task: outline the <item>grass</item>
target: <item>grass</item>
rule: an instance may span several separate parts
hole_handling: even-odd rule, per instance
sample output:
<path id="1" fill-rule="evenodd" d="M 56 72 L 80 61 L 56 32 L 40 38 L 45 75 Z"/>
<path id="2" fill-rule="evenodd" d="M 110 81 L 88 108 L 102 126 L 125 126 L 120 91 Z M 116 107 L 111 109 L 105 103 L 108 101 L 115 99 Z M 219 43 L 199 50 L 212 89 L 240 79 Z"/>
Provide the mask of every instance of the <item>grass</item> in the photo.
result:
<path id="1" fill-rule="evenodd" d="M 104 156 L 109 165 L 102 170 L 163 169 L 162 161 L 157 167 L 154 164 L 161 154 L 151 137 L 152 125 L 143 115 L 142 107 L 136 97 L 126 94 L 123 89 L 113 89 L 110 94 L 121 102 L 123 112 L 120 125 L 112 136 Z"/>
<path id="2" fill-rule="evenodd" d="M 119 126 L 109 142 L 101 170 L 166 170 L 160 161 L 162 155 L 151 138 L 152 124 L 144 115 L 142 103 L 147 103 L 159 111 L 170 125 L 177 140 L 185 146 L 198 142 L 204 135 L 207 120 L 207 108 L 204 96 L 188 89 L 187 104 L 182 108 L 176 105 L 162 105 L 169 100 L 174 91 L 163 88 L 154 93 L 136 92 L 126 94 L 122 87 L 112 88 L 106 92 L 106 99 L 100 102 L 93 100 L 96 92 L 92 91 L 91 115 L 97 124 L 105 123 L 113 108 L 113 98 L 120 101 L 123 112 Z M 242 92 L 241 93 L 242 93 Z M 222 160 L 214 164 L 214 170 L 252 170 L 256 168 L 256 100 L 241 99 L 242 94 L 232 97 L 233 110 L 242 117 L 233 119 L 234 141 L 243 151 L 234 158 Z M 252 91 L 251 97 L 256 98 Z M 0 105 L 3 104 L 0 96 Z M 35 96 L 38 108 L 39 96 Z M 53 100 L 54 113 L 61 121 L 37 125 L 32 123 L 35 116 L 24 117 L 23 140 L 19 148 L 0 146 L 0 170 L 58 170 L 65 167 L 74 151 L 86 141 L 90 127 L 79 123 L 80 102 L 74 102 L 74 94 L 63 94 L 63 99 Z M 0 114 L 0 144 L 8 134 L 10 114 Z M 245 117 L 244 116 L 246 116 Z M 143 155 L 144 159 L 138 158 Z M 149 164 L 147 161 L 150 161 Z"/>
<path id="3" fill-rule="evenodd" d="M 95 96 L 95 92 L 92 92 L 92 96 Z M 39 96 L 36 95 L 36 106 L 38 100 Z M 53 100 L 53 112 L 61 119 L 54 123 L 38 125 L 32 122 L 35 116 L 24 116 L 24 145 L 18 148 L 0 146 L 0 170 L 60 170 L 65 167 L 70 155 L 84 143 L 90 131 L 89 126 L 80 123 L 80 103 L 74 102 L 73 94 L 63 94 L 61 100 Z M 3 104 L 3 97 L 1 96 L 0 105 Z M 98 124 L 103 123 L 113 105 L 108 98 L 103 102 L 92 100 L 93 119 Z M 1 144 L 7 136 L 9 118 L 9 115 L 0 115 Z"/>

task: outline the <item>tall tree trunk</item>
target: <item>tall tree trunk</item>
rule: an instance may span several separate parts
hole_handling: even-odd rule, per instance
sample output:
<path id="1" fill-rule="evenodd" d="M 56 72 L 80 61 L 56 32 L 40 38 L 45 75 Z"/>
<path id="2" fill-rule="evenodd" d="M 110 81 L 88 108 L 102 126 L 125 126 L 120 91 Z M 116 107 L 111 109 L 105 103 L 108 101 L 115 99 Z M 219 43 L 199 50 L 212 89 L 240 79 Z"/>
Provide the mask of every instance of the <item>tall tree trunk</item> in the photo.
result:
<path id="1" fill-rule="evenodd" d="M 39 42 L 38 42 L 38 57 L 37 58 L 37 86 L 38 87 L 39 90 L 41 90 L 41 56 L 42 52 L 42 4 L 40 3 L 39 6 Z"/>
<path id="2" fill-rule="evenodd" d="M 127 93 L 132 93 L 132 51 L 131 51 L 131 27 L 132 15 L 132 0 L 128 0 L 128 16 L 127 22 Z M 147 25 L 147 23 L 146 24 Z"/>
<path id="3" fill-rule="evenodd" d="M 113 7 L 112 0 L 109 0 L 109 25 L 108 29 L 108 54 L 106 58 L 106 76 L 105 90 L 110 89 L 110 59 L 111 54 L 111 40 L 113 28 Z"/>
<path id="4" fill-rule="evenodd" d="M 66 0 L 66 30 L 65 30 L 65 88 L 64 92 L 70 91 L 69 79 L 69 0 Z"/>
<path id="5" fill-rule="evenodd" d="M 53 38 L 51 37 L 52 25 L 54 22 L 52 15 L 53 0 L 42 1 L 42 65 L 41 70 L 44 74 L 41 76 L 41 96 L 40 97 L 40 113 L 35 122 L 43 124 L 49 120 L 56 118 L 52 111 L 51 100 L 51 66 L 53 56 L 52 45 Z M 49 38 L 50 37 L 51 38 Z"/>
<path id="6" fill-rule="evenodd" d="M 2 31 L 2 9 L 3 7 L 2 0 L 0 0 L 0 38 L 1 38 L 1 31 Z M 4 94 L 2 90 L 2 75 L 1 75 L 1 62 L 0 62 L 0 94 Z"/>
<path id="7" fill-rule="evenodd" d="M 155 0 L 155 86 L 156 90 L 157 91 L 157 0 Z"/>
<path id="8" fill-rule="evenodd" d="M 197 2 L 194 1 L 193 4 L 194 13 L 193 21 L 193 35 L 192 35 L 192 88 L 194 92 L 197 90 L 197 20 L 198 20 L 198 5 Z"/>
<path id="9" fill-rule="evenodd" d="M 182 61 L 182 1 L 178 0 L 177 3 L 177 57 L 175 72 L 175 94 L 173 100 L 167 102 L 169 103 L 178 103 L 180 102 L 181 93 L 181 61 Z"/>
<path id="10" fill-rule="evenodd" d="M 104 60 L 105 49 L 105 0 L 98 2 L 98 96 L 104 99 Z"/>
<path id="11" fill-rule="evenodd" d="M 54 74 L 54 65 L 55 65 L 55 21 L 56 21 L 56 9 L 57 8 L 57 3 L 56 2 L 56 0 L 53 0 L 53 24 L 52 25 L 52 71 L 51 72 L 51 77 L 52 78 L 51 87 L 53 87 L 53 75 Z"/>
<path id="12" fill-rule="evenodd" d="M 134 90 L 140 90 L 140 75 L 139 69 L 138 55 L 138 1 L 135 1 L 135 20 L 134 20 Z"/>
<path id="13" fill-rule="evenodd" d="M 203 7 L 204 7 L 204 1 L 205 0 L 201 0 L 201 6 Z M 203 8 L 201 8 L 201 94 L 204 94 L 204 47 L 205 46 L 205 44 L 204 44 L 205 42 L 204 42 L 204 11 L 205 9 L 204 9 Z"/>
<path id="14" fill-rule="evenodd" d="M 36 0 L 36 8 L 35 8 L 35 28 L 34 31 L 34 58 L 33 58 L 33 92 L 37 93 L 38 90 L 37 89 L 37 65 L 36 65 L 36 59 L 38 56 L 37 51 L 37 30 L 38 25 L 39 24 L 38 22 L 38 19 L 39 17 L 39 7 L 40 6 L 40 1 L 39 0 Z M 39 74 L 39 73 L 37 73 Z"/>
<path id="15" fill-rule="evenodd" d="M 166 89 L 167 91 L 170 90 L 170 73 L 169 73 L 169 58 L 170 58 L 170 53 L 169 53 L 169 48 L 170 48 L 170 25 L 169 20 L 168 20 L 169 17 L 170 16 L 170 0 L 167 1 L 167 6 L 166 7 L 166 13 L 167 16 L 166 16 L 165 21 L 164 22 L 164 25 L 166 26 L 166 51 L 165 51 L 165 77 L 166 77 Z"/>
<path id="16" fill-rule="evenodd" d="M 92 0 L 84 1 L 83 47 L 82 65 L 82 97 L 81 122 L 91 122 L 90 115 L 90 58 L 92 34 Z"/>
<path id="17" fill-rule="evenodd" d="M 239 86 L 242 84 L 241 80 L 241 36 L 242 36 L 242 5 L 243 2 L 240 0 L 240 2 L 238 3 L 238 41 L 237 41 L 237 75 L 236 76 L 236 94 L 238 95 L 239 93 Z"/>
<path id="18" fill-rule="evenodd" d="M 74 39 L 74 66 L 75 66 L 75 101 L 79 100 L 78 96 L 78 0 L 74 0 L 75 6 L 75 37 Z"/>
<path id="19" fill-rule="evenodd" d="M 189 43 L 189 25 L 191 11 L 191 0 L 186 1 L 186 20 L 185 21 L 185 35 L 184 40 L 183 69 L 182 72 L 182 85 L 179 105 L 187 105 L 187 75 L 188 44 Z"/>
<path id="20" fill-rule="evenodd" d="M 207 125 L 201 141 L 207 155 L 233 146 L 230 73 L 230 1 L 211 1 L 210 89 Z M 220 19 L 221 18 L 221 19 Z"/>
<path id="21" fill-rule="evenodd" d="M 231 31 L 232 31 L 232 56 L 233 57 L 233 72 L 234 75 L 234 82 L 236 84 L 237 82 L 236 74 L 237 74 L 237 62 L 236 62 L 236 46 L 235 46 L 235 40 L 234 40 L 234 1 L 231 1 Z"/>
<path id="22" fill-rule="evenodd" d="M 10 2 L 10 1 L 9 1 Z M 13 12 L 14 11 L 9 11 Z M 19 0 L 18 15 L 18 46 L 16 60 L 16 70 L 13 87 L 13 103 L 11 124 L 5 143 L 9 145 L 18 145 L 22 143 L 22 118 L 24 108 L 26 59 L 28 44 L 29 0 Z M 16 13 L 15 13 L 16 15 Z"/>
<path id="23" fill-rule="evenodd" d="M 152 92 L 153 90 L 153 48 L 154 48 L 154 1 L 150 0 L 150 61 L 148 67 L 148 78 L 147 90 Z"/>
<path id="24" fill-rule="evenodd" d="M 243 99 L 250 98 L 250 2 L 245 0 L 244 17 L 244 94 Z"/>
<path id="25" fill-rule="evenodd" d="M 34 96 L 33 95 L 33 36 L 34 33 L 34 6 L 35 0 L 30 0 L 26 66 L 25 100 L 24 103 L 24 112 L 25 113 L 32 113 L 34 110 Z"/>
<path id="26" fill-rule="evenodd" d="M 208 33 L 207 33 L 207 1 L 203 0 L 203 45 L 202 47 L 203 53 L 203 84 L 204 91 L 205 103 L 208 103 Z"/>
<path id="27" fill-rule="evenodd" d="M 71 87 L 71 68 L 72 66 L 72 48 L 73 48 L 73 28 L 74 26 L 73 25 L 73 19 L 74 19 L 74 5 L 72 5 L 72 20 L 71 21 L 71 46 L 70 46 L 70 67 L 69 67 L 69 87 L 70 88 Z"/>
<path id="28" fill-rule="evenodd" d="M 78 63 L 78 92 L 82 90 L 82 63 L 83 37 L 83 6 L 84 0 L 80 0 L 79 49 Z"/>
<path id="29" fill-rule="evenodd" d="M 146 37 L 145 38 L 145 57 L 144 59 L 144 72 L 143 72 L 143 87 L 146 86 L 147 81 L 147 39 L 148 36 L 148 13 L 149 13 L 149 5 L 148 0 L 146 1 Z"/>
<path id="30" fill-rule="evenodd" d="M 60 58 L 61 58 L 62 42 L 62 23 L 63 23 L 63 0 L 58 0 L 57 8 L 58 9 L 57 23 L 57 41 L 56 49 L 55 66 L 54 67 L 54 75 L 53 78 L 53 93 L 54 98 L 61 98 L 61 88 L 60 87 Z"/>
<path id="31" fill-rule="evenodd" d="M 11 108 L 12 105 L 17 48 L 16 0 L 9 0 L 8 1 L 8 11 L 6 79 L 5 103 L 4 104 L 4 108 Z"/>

──────

Render the records from the start up to and including the line that contains "104 156 L 109" as a two-column CSV with the headers instruction and response. Give one row per record, with its text in one quoted field and its answer in the other, and replace line breaks with spaces.

instruction,response
"task: outline the <item>grass</item> target: <item>grass</item> rule: an instance may span several separate parts hole_handling: even-odd rule, per instance sample output: <path id=""1"" fill-rule=""evenodd"" d=""M 56 72 L 80 61 L 56 32 L 40 38 L 45 75 Z""/> <path id=""2"" fill-rule=""evenodd"" d=""M 110 81 L 88 108 L 102 126 L 125 126 L 120 91 Z M 116 107 L 111 109 L 105 103 L 108 101 L 115 99 Z M 219 43 L 199 50 L 212 89 L 240 79 Z""/> Provide the mask of every instance of the <item>grass</item> in the photo. result:","<path id=""1"" fill-rule=""evenodd"" d=""M 104 156 L 109 165 L 102 170 L 163 169 L 162 161 L 157 167 L 154 164 L 161 154 L 151 137 L 152 125 L 143 115 L 142 107 L 136 97 L 126 94 L 123 89 L 113 89 L 110 94 L 121 102 L 123 112 L 120 125 L 112 136 Z""/>"